╭─ EXCERTO PARA LEITURA

Esse também é o entendimento pacífico nos Tribunais Superiores, ratificando a ideia de que se deve utilizar a teoria da atividade, em razão das peculiaridades do procedimento dos crimes dolosos contra a vida, como se verifica a seguir:
PENAL E PROCESSUAL PENAL. RECURSO ORDINÁRIO EM HABEAS CORPUS. HOMICÍDIO. COMPETÊNCIA TERRITORIAL. LOCAL DA PRÁTICA DOS ATOS EXECUTÓRIOS. OPÇÃO PELA TEORIA DA AÇÃO. FLEXIBILIZAÇÃO PERMITIDA. ALEGAÇÃO DE CERCEAMENTO DE DEFESA. DISTRIBUIÇÃO, A CARGO DA DEFESA, DE CARTA PRECATÓRIA PARA OITIVA DE TESTEMUNHA. ILEGALIDADE NÃO VERIFICADA. DESMEMBRAMENTO DA AÇÃO PENAL. POSSIBILIDADE. CORRÉ DENUNCIADA POR CRIME NÃO DOLOSO CONTRA A VIDA. INEXISTÊNCIA DE PREJUÍZO. RECURSO DESPROVIDO.
I - Como regra, a fixação da competência territorial segue a teoria do resultado, sendo determinante o lugar da consumação da infração, ou do último ato executório, nas hipóteses de tentativa (art. 70 do CPP), tendo como critério subsidiário o domicílio do réu (CPP, art. 72). Em hipóteses excepcionais se admite a fixação da competência do local de atos de execução para a facilitação de coleta de provas, a fim de se prestigiar a busca da verdade real.
(...)
III - A prática dos atos executórios, e a facilidade na colheita das provas para a adequada apuração dos fatos, autoriza, no caso concreto, a flexibilização da teoria do resultado a fim de definir-se a competência para o julgamento do crime contra a vida na comarca de Jales/SP, com o objetivo da busca da verdade real. (nossos grifos)
(STJ, Recurso em Habeas Corpus 103.972/SP, 5ª Turma, Data do Julgamento: 27/11/2018; Data da Publicação/Fonte DJe: 03/12/2018).
Por outro lado, a competência territorial é relativa e, com isso, pode ser prorrogada em razão da conexão ou da continência.
Com isso, pela leitura do art. 78, inciso I do CPP[15], na determinação da competência por conexão ou continência, havendo concurso entre a competência do Júri e a de outro órgão de jurisdição comum, prevalecerá a competência daquele.

╰─

*EXERCÍCIO BREVE*: Transcreva do excerto a passagem que começa em "(STJ, Recurso em" e termina em "ou da continência.", incluindo ambas as expressões.

╭─ DADOS FORNECIDOS

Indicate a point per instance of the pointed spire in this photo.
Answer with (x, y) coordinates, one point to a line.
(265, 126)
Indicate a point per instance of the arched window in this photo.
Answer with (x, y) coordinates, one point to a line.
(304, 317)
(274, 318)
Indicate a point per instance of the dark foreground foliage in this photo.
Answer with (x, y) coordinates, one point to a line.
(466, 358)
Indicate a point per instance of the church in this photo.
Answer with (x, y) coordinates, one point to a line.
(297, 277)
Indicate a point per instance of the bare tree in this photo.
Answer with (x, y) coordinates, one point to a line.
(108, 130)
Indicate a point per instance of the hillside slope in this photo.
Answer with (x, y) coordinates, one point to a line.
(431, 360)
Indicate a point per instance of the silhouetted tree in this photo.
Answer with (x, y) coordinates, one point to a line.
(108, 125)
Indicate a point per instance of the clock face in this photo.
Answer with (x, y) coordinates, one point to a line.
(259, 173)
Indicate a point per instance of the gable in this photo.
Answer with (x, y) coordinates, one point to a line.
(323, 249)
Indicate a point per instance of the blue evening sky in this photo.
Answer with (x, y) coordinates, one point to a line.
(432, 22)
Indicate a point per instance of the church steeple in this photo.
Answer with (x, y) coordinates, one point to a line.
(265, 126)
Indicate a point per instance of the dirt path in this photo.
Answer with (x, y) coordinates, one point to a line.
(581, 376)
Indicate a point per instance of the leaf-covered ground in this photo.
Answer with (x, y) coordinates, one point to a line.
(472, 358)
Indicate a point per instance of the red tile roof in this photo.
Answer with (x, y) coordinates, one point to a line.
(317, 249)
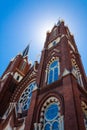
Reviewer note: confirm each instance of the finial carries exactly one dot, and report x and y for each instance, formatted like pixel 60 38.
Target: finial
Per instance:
pixel 59 21
pixel 26 50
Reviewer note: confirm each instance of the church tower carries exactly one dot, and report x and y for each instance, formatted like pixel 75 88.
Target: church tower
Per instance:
pixel 52 94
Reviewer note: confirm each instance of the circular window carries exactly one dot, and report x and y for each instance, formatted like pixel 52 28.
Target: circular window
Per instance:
pixel 51 112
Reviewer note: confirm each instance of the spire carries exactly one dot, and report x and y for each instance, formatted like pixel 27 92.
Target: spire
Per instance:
pixel 26 50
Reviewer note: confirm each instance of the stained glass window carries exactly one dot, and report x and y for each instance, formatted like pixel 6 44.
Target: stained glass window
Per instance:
pixel 53 72
pixel 25 99
pixel 51 117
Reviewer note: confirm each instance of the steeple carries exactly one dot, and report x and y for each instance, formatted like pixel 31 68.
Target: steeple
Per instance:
pixel 25 51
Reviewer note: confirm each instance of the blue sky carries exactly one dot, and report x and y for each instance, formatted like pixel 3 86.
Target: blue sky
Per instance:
pixel 27 21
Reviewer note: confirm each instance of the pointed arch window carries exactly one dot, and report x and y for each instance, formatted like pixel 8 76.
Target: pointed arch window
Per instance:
pixel 51 117
pixel 25 99
pixel 53 72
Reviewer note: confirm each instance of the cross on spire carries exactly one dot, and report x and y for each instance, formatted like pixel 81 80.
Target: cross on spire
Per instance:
pixel 26 50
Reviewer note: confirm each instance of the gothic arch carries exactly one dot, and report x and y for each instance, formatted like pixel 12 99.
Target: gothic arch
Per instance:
pixel 51 99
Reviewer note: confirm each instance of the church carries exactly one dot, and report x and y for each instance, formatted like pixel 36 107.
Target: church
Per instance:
pixel 50 94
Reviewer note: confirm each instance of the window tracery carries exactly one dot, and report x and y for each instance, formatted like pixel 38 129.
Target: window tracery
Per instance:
pixel 25 99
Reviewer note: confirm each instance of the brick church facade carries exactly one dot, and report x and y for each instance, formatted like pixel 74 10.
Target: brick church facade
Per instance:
pixel 50 95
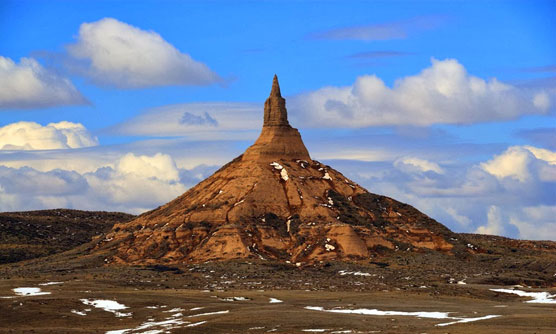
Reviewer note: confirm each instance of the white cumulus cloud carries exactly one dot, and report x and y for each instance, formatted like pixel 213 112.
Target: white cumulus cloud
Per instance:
pixel 444 93
pixel 523 163
pixel 33 136
pixel 495 223
pixel 30 85
pixel 118 54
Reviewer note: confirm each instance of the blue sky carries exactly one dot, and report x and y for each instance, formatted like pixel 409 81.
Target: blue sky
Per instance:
pixel 446 105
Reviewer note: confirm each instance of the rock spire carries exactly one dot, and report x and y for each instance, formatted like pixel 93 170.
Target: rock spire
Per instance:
pixel 275 113
pixel 278 140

╰─

*RESULTADO DO EXERCÍCIO*:
(STJ, Recurso em Habeas Corpus 103.972/SP, 5ª Turma, Data do Julgamento: 27/11/2018; Data da Publicação/Fonte DJe: 03/12/2018).
Por outro lado, a competência territorial é relativa e, com isso, pode ser prorrogada em razão da conexão ou da continência.